BioPharm Executive: Speaking the Unspeakable

March 27, 2013

Speaking the Unspeakable

This past December, the U.S. Court of Appeals for the Second Circuit handed down a decision in U.S. vs. Alfred Caronia, overturning a 2009 ruling finding Alfred Caronia--a drug rep for Orphan Medical, now part of Jazz Pharmaceuticals --guilty of a criminal misdemeanor for the off-label promotion of the narcolepsy drug Xyrem. The lower court had taken the standard line in the case, which is that any promotional activity that strays from a drug's approved label is by definition false or misleading. Or put another way, that FDA is the final arbiter of truth.

Here's the thing though: Caronia didn't actually say anything untrue or misleading. He simple talked about things that anyone other than a drug rep is free to talk about. Caronia appealed his conviction on First Amendment free speech grounds and prevailed in the appeals court.

Now, I know what you're thinking: Surely somebody had thought of this free speech angle before, right? Absolutely. While the courts have long given the agency a lot of leeway in how it goes about its mission, the FDA actually suffered a string of legal setbacks in the late 1990s. Here's one representative and juicy quote from the 1998 case Washington Legal Foundation v. Friedman: "In asserting that any and all scientific claims about...prescription drugs are presumptively untruthful or misleading until the FDA has had the opportunity to evaluate them, FDA exaggerates its overall place in the universe."

However, these limitations on the agency were subsequently overturned by the Court of Appeals for the D.C. Circuit in 2000 by Washington Legal Foundation v. Henney (there's a nice backgrounder from the Washington Legal Foundation).

Now Caronia has once again stirred an issue that has never really been settled. One of the more interesting aspects of the story is that, as reported in the Wall Street Journal and elsewhere, FDA has decided to neither retry the case nor appeal it to the Supreme Court. (That doesn't mean the issue may not get pushed to the Supreme Court eventually, but FDA isn't going there now).

# [EXERCISE PROMPT]
From the article on the Caronia ruling, extract the passage between "March 27, 2013" and "the appeals court.", inclusive, word for word.

# [SUPPLIED DATA]
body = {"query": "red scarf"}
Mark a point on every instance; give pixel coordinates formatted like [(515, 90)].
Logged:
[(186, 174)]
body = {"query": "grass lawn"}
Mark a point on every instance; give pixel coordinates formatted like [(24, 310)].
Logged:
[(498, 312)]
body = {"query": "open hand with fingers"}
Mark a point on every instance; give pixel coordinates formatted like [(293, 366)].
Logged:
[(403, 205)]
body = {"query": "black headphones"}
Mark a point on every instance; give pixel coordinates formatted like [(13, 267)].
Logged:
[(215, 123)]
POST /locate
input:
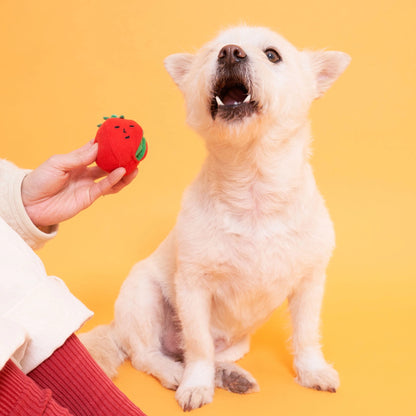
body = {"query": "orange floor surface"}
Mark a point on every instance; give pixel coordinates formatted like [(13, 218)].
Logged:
[(65, 65)]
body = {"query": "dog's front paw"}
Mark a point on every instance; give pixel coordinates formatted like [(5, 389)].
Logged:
[(193, 397), (323, 378), (231, 377)]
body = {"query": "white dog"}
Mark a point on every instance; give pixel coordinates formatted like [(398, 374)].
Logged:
[(253, 229)]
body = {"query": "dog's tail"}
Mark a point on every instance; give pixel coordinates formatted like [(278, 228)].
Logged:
[(102, 345)]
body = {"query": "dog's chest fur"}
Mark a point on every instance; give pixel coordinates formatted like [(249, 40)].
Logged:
[(254, 241)]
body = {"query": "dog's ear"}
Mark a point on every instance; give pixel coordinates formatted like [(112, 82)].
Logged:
[(327, 67), (178, 66)]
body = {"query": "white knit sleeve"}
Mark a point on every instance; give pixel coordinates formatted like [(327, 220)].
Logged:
[(12, 209)]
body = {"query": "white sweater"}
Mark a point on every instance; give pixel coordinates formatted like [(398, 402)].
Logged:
[(37, 312)]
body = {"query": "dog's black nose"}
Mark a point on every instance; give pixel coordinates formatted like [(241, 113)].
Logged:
[(231, 54)]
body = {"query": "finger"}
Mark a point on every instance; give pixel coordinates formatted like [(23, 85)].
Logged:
[(126, 180), (83, 156), (105, 186)]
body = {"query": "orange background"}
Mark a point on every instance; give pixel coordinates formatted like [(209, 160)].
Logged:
[(65, 64)]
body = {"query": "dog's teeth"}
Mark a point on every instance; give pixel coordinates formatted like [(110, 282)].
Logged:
[(219, 102)]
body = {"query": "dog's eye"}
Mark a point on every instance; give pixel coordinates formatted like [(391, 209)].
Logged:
[(272, 56)]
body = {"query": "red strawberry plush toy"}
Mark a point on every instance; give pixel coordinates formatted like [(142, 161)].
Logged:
[(120, 144)]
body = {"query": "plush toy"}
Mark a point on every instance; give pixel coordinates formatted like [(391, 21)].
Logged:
[(120, 144)]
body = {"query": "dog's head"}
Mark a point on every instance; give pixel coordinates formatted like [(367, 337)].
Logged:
[(251, 78)]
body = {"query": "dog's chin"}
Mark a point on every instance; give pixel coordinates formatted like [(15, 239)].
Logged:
[(232, 101)]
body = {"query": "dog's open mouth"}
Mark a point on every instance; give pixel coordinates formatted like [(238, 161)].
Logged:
[(232, 100)]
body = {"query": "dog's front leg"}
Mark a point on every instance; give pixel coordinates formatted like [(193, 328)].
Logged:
[(193, 301), (310, 365)]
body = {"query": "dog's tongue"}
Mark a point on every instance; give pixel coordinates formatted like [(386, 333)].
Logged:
[(234, 96)]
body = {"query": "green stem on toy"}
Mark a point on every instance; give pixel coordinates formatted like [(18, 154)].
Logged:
[(141, 150)]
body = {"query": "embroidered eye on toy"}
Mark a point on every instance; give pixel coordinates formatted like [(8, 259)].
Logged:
[(120, 144)]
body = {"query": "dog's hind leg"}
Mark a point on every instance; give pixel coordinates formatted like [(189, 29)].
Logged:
[(305, 304), (230, 376), (140, 318)]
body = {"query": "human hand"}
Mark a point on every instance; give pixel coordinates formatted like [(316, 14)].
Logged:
[(65, 185)]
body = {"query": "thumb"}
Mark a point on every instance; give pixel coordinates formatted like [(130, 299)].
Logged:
[(83, 156), (105, 186)]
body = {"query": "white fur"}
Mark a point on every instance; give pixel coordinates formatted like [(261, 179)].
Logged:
[(253, 230)]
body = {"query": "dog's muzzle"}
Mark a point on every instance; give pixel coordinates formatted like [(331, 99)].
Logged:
[(232, 92)]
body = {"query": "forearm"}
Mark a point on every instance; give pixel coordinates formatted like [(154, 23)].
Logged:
[(12, 209)]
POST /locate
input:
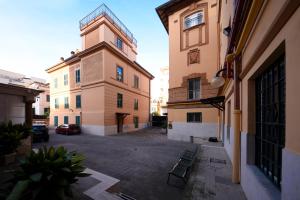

# [OUTPUT FOR THIS EXERCISE]
March 27, 2013

Speaking the Unspeakable

This past December, the U.S. Court of Appeals for the Second Circuit handed down a decision in U.S. vs. Alfred Caronia, overturning a 2009 ruling finding Alfred Caronia--a drug rep for Orphan Medical, now part of Jazz Pharmaceuticals --guilty of a criminal misdemeanor for the off-label promotion of the narcolepsy drug Xyrem. The lower court had taken the standard line in the case, which is that any promotional activity that strays from a drug's approved label is by definition false or misleading. Or put another way, that FDA is the final arbiter of truth.

Here's the thing though: Caronia didn't actually say anything untrue or misleading. He simple talked about things that anyone other than a drug rep is free to talk about. Caronia appealed his conviction on First Amendment free speech grounds and prevailed in the appeals court.